Natural-language object grounding data

————

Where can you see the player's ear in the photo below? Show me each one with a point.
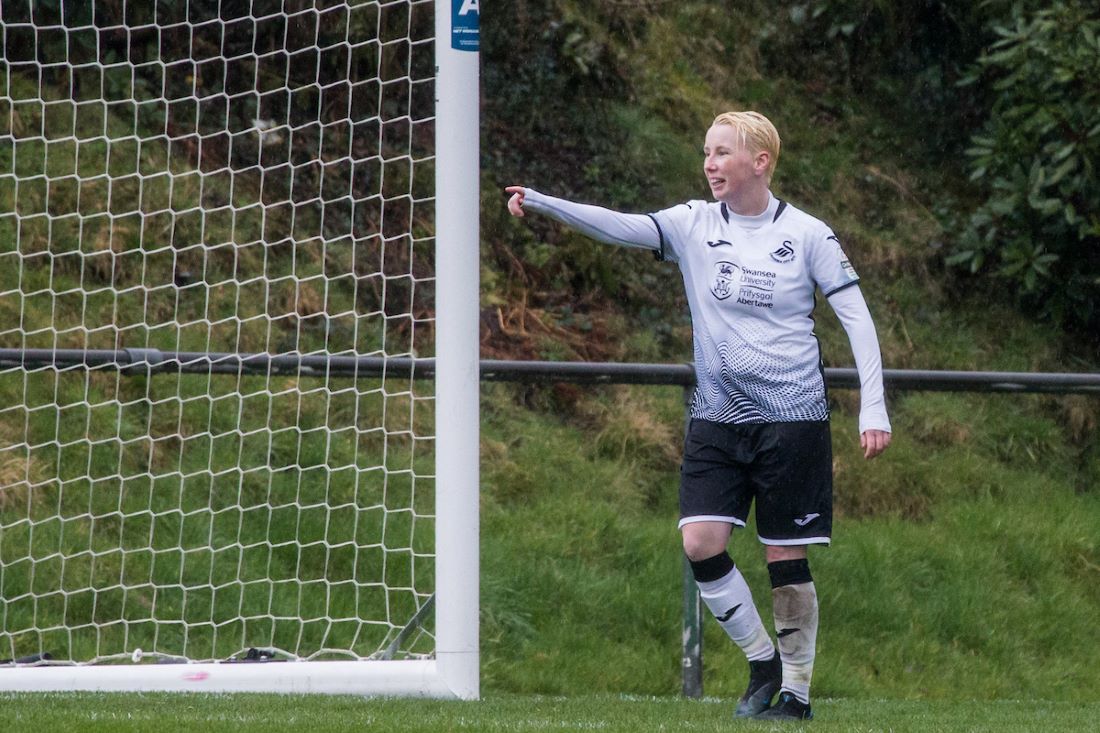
(760, 162)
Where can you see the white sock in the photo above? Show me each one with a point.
(730, 601)
(795, 610)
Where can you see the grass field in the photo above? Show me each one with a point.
(520, 713)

————

*Problem details:*
When you copy the data, keep every line exact and leave out each picture.

*Solution:*
Where can you see the player's ear in the photo below? Show me each one with a point.
(760, 162)
Where can you see the white sock in the photo above? Show me each one with a point.
(730, 601)
(795, 610)
Where can you see the grass field in the photo above? Show me each one with a point.
(520, 713)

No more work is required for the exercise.